- [FRAGMENTO DEL DOCUMENTO]:

Ni el socialista Solbes ni su sucesora como vicepresidenta del Gobierno y ministra de Economía y Hacienda Elena Salgado Méndez (2009-2011), que fueron cómplices de ese catastrófico continuismo económico, se atrevieron a pinchar la burbuja, ni siquiera cuando comenzaron a sonar las alarmas en 2007. Como así tampoco lo hicieron in extremis cuando el derrumbe financiero internacional era, más que una amenaza, una realidad insoslayable con la quiebra de Lehmans Brothers o el fraude multimillonario de Bernard Madoff, junto a otros cataclismos globales ocurridos a partir de 2008 y auspiciados por la alegre desregularización del mercado que, mucho antes, habían comandado el presidente norteamericano Ronald Wilson Reagan y la férrica premier británica Margaret Hilda Thatcher con su prodigiosa Blitzkrieg  neoliberal, durante los años 80 y 90 del pasado siglo.

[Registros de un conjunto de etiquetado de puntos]
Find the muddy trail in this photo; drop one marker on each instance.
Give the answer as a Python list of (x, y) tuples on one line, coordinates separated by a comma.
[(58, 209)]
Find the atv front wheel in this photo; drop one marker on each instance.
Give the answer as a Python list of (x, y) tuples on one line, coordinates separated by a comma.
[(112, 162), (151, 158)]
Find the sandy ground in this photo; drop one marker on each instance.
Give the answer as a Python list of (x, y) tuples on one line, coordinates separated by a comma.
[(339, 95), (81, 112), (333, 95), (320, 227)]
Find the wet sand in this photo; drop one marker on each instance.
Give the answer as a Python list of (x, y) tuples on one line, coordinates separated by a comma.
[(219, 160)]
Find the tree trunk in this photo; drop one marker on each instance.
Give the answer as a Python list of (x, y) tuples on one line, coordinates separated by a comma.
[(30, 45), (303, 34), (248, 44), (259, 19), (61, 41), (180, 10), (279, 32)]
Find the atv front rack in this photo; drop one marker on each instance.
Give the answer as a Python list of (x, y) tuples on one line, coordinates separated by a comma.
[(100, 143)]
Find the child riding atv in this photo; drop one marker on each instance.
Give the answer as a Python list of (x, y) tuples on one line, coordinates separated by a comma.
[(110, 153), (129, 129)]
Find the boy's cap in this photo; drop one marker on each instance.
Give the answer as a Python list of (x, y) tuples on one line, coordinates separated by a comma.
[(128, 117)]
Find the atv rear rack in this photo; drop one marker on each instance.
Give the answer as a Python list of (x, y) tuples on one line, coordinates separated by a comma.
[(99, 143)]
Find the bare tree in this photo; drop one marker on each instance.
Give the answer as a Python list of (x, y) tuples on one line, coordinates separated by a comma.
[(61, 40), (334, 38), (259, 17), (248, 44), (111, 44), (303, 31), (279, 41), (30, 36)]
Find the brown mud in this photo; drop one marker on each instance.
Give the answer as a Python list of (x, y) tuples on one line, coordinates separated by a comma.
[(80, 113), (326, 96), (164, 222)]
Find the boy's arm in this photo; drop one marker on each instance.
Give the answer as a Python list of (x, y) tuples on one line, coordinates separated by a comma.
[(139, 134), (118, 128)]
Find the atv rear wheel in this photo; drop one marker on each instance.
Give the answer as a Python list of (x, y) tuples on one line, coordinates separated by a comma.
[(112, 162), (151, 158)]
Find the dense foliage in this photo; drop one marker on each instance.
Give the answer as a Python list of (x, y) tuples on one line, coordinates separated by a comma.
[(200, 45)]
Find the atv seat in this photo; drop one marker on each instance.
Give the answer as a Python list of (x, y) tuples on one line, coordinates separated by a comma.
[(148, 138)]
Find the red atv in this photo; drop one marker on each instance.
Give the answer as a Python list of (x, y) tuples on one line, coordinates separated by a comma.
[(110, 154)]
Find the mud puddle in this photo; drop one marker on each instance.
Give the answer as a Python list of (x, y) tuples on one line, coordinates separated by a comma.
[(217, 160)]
...
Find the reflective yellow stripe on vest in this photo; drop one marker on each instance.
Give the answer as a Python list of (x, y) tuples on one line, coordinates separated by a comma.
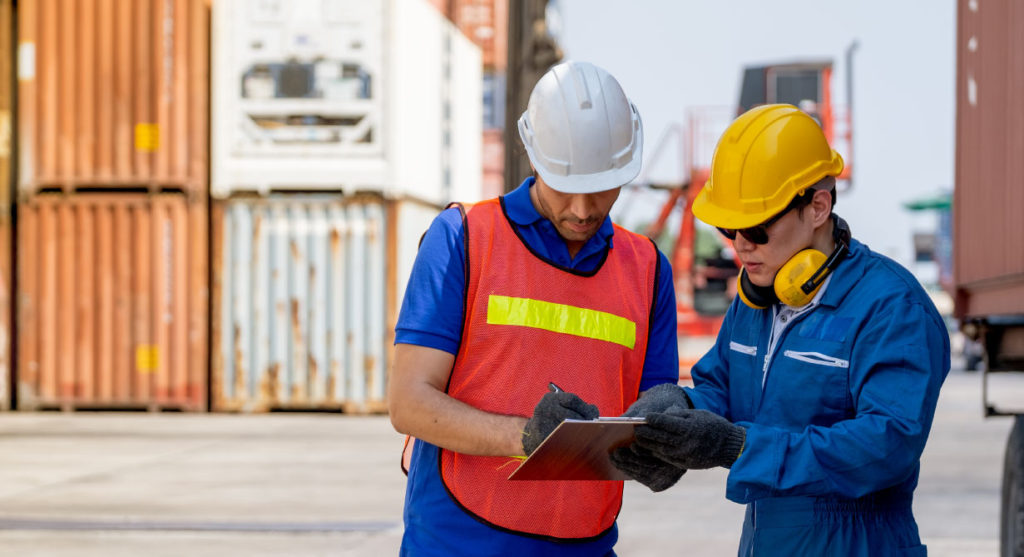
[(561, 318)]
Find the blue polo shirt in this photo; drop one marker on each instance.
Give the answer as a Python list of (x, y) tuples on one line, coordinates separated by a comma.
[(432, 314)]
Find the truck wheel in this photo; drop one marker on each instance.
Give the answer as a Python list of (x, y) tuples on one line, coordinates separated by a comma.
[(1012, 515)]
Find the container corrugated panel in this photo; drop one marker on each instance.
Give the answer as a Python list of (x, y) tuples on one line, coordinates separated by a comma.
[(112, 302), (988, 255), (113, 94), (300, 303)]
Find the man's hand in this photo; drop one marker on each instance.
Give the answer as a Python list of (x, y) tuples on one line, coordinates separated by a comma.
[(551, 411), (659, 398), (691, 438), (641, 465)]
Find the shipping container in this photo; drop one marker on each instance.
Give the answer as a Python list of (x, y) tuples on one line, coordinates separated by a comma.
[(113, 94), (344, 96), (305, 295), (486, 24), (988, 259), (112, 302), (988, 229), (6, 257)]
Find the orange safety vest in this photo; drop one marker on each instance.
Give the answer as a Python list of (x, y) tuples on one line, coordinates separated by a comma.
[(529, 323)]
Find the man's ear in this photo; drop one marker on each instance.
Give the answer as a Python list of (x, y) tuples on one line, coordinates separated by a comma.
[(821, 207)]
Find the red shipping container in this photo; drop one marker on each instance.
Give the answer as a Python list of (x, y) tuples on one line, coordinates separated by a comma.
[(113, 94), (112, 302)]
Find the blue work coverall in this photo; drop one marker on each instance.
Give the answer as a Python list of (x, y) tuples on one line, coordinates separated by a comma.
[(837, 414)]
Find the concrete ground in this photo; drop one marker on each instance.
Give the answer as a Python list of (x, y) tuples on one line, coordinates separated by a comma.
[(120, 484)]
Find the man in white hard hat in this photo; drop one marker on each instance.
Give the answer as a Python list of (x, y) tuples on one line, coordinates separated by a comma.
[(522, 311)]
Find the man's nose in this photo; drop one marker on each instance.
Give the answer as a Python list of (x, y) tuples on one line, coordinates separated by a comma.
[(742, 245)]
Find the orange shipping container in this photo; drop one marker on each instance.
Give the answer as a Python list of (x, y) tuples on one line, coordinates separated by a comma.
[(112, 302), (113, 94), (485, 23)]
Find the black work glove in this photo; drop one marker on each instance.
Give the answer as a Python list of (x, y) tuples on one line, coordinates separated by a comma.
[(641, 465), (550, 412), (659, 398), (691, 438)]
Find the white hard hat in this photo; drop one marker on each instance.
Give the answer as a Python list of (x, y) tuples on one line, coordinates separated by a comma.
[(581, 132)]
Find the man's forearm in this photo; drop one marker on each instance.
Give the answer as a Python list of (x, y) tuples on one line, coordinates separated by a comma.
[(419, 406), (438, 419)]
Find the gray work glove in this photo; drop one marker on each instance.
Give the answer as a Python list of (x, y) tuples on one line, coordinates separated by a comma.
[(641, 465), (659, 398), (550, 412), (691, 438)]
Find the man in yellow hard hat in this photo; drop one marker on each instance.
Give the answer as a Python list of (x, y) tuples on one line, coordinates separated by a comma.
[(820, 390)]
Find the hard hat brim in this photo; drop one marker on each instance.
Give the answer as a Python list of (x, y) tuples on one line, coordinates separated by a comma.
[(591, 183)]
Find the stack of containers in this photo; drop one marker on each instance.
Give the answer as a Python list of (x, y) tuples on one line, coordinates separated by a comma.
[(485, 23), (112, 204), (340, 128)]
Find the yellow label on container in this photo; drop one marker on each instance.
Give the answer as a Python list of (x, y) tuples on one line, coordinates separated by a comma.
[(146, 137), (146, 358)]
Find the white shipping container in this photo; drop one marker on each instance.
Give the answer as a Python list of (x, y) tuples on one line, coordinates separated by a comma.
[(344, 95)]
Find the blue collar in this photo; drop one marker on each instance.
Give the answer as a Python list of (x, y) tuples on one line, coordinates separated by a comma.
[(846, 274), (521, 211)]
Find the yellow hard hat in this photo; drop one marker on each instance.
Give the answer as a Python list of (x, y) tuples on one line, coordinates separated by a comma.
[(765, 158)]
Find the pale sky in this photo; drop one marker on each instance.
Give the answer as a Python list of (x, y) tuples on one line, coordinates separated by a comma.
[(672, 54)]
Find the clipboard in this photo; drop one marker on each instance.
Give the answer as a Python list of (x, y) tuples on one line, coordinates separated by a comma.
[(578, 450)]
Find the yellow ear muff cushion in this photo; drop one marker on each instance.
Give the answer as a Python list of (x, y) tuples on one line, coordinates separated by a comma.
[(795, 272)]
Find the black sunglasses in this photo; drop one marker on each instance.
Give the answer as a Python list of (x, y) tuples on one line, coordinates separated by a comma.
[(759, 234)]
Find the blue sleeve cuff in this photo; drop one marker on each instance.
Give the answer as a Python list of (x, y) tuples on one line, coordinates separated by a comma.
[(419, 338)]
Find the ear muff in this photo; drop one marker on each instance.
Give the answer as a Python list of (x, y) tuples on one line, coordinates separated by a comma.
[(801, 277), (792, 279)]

- [TAREAS PROPUESTAS]:
A. Reproduce del fragmento sobre la burbuja económica el tramo que va desde "Ni el socialista" hasta "del pasado siglo.".
B. Responde estas preguntas según el fragmento sobre la burbuja económica:
(i) ¿Qué cargos ocupó Elena Salgado Méndez entre 2009 y 2011?
(ii) ¿En qué año comenzaron a sonar las alarmas?
(iii) ¿Qué dos dirigentes comandaron la desregularización del mercado?
C. Continúa el fragmento sobre la burbuja económica a partir de donde termina.

- [RESPUESTAS POR TAREA]:
A.
Ni el socialista Solbes ni su sucesora como vicepresidenta del Gobierno y ministra de Economía y Hacienda Elena Salgado Méndez (2009-2011), que fueron cómplices de ese catastrófico continuismo económico, se atrevieron a pinchar la burbuja, ni siquiera cuando comenzaron a sonar las alarmas en 2007. Como así tampoco lo hicieron in extremis cuando el derrumbe financiero internacional era, más que una amenaza, una realidad insoslayable con la quiebra de Lehmans Brothers o el fraude multimillonario de Bernard Madoff, junto a otros cataclismos globales ocurridos a partir de 2008 y auspiciados por la alegre desregularización del mercado que, mucho antes, habían comandado el presidente norteamericano Ronald Wilson Reagan y la férrica premier británica Margaret Hilda Thatcher con su prodigiosa Blitzkrieg  neoliberal, durante los años 80 y 90 del pasado siglo.

B.
(i) Vicepresidenta del Gobierno y ministra de Economía y Hacienda.
(ii) En 2007.
(iii) Ronald Wilson Reagan y Margaret Hilda Thatcher.

C.
¿La excusa? El miedo a que el solo hecho de mentar la crisis” pudiera enfriar una economía cuya nave ya derrotaba hacia el Océano Ártico –para encallar entre los témpanos más cercanos al Polo Norte.


La gente –con perdón del populismo– no es tan tonta como le parece a quienes prosperan teniéndola por tal y así tratándola cuando se deja. Y la gente sabe, sobre todo cuando funge de ciudadanía, que lo mismo el PP que el PSOE han sido responsables de lo ocurrido. Y también sabe algo aún más terrible y que no han podido ocultar ni disfrazar unos ni otros –por mucho que hayan levantado cortinas de humo para despistarla; por mucho y tú más que se hayan escupido los imputables entre sí; y por mucho ventilador que haya intentado desviar el hedor de la basura oreada en común–: Y es que esta crisis no ha sido sólo eso que se ha venido en llamar recesión de balance causada por un endeudamiento y enriquecimiento irresponsables concepto acuñado por el economista de origen japonés Richard Koo y que sólo explica una parte de este monumental fiasco.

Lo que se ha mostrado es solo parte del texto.